_WORK TASK_.
Give an exact copy of the line that has "# provide one point per instance of the asphalt" and of every line below it, through the last, with nothing else.

Natural-language object grounding data:
..........

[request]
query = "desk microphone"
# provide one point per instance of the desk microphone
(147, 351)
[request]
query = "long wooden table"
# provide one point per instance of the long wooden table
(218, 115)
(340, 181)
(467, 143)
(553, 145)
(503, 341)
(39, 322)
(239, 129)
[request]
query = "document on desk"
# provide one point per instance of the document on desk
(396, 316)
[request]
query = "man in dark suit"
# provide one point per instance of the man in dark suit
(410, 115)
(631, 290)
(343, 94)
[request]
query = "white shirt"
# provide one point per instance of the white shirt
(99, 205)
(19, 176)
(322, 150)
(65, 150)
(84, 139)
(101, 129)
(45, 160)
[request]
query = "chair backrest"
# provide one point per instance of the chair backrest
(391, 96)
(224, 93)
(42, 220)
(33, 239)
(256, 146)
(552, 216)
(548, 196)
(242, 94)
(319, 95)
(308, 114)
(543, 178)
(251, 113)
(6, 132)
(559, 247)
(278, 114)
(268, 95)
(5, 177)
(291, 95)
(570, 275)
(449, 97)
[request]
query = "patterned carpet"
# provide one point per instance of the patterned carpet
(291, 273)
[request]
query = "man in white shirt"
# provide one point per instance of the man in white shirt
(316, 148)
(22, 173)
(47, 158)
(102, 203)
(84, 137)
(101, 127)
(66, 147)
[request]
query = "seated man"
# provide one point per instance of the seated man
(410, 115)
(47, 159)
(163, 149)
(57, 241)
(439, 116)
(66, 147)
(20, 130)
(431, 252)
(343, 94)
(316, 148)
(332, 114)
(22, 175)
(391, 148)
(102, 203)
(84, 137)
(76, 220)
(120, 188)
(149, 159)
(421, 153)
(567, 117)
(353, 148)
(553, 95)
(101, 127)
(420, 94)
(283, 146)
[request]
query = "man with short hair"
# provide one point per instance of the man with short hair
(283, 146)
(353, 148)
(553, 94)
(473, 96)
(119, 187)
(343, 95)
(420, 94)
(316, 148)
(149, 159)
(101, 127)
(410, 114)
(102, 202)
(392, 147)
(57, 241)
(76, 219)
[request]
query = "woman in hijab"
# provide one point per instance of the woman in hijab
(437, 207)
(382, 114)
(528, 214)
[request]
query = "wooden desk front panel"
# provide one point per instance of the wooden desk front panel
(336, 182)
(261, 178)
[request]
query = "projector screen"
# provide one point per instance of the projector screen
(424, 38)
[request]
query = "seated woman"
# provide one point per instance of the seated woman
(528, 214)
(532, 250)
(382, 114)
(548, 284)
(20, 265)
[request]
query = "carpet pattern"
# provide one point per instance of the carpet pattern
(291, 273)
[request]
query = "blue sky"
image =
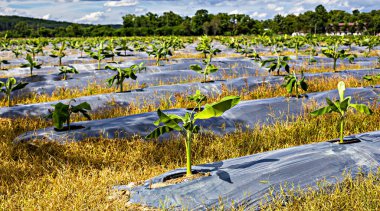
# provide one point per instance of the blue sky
(110, 12)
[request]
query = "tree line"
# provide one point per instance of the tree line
(169, 23)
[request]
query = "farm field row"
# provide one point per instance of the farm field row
(212, 100)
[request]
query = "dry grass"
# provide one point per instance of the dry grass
(79, 175)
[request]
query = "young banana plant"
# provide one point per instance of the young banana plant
(59, 53)
(31, 64)
(124, 73)
(293, 83)
(99, 54)
(186, 126)
(296, 43)
(209, 68)
(123, 46)
(198, 98)
(34, 50)
(341, 107)
(17, 52)
(62, 113)
(160, 51)
(204, 45)
(274, 64)
(110, 50)
(2, 61)
(9, 86)
(335, 54)
(64, 70)
(246, 49)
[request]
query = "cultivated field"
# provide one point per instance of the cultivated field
(190, 123)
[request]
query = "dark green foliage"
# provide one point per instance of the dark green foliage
(62, 113)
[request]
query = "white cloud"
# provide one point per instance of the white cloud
(259, 15)
(271, 6)
(92, 17)
(297, 10)
(46, 17)
(11, 11)
(234, 12)
(140, 10)
(278, 9)
(122, 3)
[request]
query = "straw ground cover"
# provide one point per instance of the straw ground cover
(45, 175)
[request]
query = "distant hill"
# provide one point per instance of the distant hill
(9, 22)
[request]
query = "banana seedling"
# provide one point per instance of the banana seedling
(110, 50)
(186, 126)
(123, 46)
(335, 54)
(160, 51)
(2, 61)
(62, 113)
(31, 64)
(64, 70)
(99, 54)
(341, 107)
(294, 83)
(274, 64)
(204, 45)
(296, 43)
(34, 50)
(209, 68)
(372, 78)
(59, 53)
(9, 86)
(17, 52)
(198, 98)
(124, 73)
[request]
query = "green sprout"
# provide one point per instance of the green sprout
(293, 83)
(62, 113)
(124, 73)
(31, 64)
(341, 107)
(186, 126)
(9, 86)
(64, 70)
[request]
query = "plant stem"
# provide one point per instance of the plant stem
(68, 123)
(188, 153)
(341, 129)
(9, 99)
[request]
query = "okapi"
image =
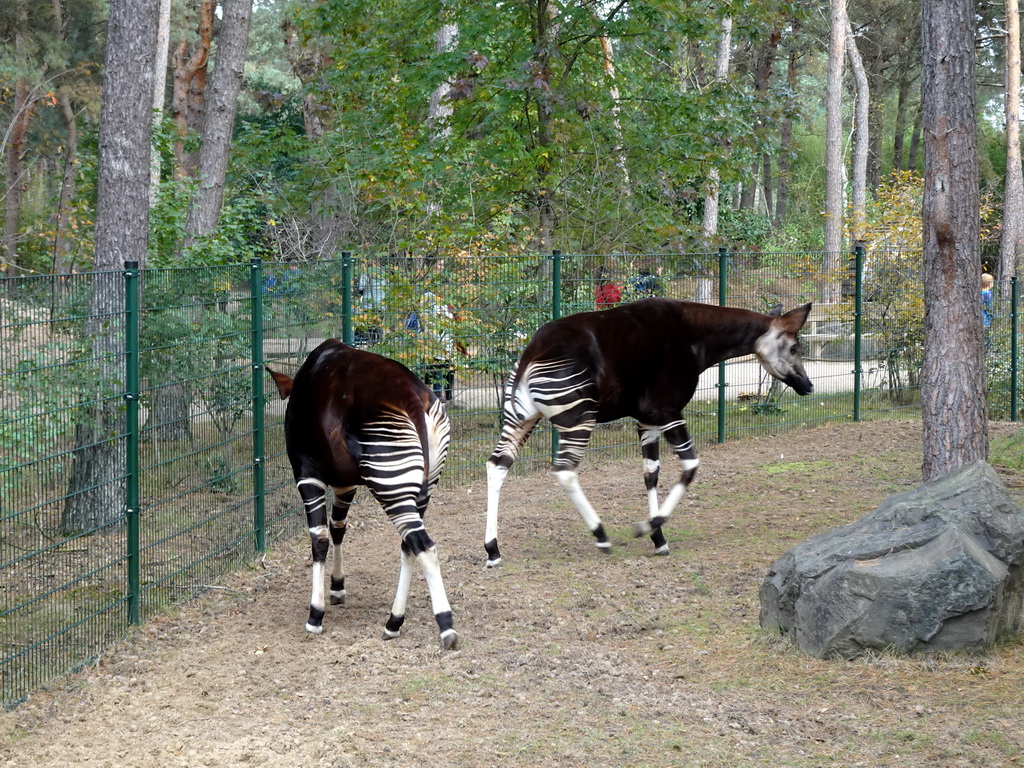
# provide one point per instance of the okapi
(355, 418)
(640, 360)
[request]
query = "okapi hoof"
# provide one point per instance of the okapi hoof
(494, 555)
(450, 639)
(314, 625)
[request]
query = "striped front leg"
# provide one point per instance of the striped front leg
(679, 438)
(649, 450)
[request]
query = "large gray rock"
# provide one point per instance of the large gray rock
(933, 569)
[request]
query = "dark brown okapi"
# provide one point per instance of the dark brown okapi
(640, 360)
(355, 418)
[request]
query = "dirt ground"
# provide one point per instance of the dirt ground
(567, 656)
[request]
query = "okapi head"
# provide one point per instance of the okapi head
(778, 348)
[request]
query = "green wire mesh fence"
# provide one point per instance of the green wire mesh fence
(141, 449)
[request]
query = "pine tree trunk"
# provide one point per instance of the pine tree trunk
(785, 142)
(219, 122)
(1012, 243)
(96, 494)
(188, 90)
(13, 182)
(61, 241)
(952, 385)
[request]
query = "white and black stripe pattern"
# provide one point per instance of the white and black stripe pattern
(357, 419)
(639, 360)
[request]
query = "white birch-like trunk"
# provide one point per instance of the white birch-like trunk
(159, 87)
(609, 74)
(834, 154)
(712, 187)
(858, 174)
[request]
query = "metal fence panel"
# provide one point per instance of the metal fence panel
(141, 441)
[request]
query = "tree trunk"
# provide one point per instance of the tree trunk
(899, 128)
(764, 62)
(860, 153)
(219, 122)
(13, 182)
(543, 45)
(96, 493)
(607, 53)
(709, 226)
(785, 142)
(61, 241)
(1012, 243)
(876, 78)
(911, 161)
(159, 88)
(834, 153)
(439, 109)
(952, 385)
(188, 94)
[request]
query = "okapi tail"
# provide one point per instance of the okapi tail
(284, 383)
(434, 432)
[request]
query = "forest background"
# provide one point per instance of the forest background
(464, 127)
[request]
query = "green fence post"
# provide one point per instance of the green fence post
(346, 298)
(556, 312)
(259, 404)
(723, 266)
(858, 335)
(132, 438)
(1013, 348)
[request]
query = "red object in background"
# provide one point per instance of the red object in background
(607, 294)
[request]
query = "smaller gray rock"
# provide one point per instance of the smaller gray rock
(938, 568)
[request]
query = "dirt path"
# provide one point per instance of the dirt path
(567, 657)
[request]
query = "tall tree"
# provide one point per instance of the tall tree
(61, 240)
(95, 496)
(858, 176)
(834, 147)
(952, 388)
(14, 145)
(1012, 243)
(188, 93)
(218, 123)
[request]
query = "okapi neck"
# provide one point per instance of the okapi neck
(731, 340)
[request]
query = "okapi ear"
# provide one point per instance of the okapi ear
(795, 318)
(284, 383)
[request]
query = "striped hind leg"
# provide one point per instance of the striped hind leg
(339, 524)
(519, 418)
(417, 546)
(649, 446)
(313, 493)
(394, 470)
(682, 444)
(572, 441)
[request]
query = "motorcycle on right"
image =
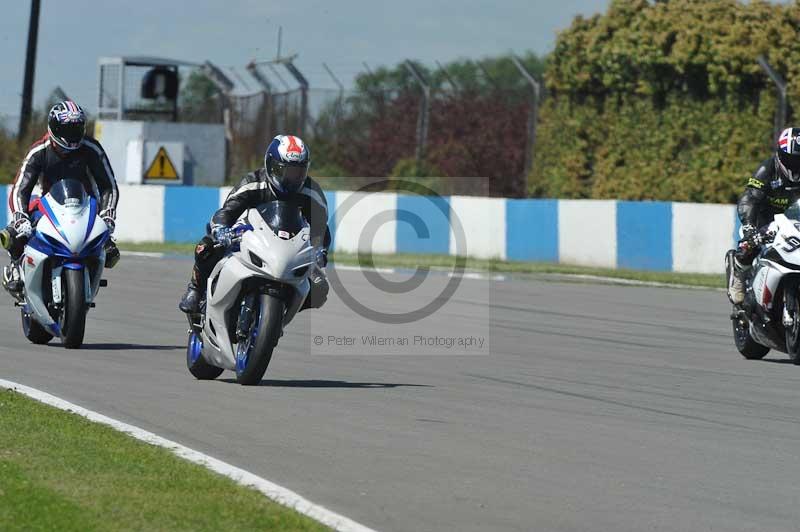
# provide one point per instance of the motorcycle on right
(769, 317)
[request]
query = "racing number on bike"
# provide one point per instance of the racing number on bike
(792, 244)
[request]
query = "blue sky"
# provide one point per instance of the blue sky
(343, 33)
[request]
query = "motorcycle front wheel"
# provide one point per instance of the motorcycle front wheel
(33, 330)
(254, 353)
(747, 346)
(74, 319)
(195, 362)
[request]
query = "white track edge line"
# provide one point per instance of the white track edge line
(277, 493)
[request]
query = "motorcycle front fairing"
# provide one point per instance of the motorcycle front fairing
(68, 235)
(778, 262)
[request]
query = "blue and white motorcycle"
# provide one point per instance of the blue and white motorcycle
(62, 265)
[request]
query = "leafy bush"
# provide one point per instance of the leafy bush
(663, 100)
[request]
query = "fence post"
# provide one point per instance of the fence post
(533, 117)
(422, 118)
(339, 99)
(224, 84)
(780, 85)
(303, 82)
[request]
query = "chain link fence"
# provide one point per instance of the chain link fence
(356, 136)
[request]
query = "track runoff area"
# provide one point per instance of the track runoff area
(586, 407)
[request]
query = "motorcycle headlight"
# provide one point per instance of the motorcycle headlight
(256, 260)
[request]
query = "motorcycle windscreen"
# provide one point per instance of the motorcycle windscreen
(69, 193)
(793, 212)
(283, 217)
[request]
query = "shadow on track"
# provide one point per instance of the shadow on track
(319, 383)
(129, 347)
(777, 360)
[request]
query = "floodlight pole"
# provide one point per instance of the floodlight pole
(533, 116)
(30, 70)
(780, 86)
(424, 111)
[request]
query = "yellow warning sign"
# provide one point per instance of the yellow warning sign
(162, 167)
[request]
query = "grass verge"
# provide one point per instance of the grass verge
(59, 471)
(490, 265)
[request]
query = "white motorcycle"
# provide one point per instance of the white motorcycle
(769, 318)
(62, 265)
(252, 294)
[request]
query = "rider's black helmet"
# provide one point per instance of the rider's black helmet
(66, 125)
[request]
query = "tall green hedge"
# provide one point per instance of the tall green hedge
(664, 100)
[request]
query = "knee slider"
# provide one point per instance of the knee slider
(204, 248)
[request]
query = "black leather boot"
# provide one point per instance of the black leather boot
(190, 302)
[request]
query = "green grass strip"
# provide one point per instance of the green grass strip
(490, 265)
(59, 471)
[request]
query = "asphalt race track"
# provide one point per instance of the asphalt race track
(599, 408)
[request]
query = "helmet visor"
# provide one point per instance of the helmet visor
(70, 134)
(790, 160)
(288, 177)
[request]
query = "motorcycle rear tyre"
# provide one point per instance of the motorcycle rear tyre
(269, 331)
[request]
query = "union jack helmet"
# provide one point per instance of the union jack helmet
(66, 125)
(788, 153)
(286, 163)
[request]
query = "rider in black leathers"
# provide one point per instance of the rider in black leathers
(283, 177)
(773, 187)
(64, 152)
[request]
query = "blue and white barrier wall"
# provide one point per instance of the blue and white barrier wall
(683, 237)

..........

_ANSWER TO THIS EXERCISE_.
# provide one point per instance of the asphalt race track
(599, 408)
[request]
query = "helmet visor"
# provide one point per instance of the helmet visor
(70, 134)
(790, 160)
(288, 177)
[request]
query = "motorcycle rear tyre"
# provide one point per instance of the motorcycle rear tyre
(269, 331)
[request]
query = "union jack helmet"
# provide one point per instance of the union jack helmet
(66, 125)
(788, 153)
(286, 163)
[request]
query = "rider in black leathers"
# provide one point per instance of the rider in black leathers
(283, 177)
(773, 187)
(64, 152)
[request]
query = "blue and white barrier wall"
# provide one point per instance of the blue and white barrier wall
(683, 237)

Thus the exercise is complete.